[EXERCISE PASSAGE — start]

Author Topic: Cave communication for a rescue team  (Read 1715 times)

Offline aricooperdavis

  • obsessive maniac
  • ***
  • Posts: 406
  • Exeter | The Lakes
    • Cooper-Davis.net
Re: Cave communication for a rescue team
« Reply #25 on: November 07, 2019, 10:03:22 pm »
The field telephones we used at ResCon didn't belong to Mendip, they were brought down by BCRC comms officer from the North Wales team.

My mistake, thanks Estelle! Very good of the North Wales team to bring them down, they were good bits of kit to have a play with :)

Offline Stuart France

  • addict
  • **
  • Posts: 147
Re: Cave communication for a rescue team
« Reply #26 on: November 08, 2019, 05:16:29 pm »
Single-wire phones are your cheapest and easiest way forward.  I build a batch of about 30 handsets and 10 base stations for UK rescue teams that ordered them during 2013.  They paid £43 per handset and £64 per base station which represents the parts rather than labour.

These were designed to eliminate all known hassles with the previous generation of caving field phones:
1) stop people from turning them off in the cave (complicated procedure to turn it off once it is on)

[EXERCISE PASSAGE — finish]
[DATA PROVIDED — start]

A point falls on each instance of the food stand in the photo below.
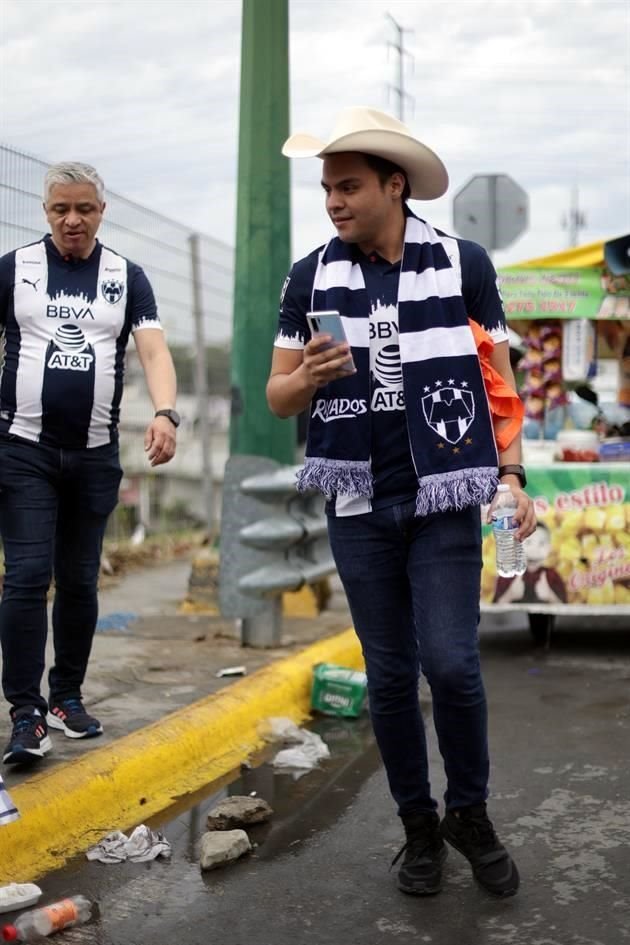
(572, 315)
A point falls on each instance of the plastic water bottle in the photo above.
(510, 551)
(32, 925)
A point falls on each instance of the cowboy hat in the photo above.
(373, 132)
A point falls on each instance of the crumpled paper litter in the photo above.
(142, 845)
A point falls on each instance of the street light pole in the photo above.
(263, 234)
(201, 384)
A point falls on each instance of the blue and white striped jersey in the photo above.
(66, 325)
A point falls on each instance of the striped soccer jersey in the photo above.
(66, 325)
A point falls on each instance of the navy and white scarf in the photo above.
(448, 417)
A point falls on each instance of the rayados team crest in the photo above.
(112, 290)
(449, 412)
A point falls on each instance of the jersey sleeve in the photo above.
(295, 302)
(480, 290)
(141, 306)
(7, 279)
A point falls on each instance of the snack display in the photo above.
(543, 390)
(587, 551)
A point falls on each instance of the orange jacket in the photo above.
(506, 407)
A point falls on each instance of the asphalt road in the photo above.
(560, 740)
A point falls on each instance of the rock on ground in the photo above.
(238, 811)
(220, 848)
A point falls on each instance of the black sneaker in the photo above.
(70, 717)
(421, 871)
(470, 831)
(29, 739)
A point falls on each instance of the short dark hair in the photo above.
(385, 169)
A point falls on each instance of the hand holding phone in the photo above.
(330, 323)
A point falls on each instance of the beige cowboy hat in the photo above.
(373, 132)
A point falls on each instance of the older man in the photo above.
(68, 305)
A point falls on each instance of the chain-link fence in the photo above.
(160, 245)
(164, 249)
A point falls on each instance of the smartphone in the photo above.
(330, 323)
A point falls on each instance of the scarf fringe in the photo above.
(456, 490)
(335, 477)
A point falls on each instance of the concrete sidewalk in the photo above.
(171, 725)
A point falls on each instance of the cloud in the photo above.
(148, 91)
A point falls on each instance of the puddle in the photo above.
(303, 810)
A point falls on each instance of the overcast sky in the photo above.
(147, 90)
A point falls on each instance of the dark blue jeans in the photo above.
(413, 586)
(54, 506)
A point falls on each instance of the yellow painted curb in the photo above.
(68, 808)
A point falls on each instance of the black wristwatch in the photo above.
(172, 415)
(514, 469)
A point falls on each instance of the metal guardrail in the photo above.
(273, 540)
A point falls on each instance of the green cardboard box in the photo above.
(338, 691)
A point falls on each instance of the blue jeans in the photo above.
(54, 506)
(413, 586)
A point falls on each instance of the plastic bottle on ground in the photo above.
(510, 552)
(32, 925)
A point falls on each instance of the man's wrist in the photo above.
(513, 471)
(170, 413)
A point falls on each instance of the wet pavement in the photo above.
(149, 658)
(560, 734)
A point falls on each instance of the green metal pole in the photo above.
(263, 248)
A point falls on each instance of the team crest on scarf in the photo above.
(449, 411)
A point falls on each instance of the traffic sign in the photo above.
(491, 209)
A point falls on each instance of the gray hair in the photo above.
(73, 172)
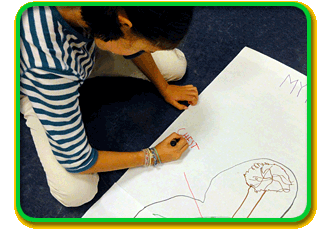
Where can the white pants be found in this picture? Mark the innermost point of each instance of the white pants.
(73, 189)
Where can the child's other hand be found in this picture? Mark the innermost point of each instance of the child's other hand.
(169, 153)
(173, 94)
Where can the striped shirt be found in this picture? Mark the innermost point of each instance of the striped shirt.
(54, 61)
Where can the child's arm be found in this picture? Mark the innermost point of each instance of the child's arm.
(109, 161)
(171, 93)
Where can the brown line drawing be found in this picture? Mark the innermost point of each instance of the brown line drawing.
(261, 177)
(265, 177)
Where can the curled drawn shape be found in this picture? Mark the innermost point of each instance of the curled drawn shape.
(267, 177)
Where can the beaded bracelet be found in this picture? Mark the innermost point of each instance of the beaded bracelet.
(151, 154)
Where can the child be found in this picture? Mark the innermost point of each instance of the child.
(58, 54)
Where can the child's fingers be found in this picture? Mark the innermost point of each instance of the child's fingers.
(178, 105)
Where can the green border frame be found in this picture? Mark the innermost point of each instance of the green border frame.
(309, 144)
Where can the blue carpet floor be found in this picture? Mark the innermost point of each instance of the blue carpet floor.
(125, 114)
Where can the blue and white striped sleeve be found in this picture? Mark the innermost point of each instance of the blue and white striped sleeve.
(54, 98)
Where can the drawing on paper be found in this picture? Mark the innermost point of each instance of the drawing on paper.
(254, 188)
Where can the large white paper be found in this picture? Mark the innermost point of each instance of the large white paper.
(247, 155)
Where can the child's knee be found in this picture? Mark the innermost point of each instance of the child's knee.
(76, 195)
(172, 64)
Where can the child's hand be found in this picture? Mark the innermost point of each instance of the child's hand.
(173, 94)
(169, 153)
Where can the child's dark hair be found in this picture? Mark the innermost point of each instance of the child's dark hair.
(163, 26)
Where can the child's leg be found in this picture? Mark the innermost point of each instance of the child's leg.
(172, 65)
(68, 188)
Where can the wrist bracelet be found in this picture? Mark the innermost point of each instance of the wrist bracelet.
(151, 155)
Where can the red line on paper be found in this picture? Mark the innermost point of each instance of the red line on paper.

[DATA PROVIDED — finish]

ACTIONS TO TAKE =>
1) In the forum thread on cave communication, how much did the rescue teams pay for each base station?
2) Write out the forum thread on cave communication from "Offline aricooperdavis" to "North Wales team.", keeping every word unchanged.

SOLUTION LIST =>
1) £64 per base station.

2)
Offline aricooperdavis

  • obsessive maniac
  • ***
  • Posts: 406
  • Exeter | The Lakes
    • Cooper-Davis.net
Re: Cave communication for a rescue team
« Reply #25 on: November 07, 2019, 10:03:22 pm »
The field telephones we used at ResCon didn't belong to Mendip, they were brought down by BCRC comms officer from the North Wales team.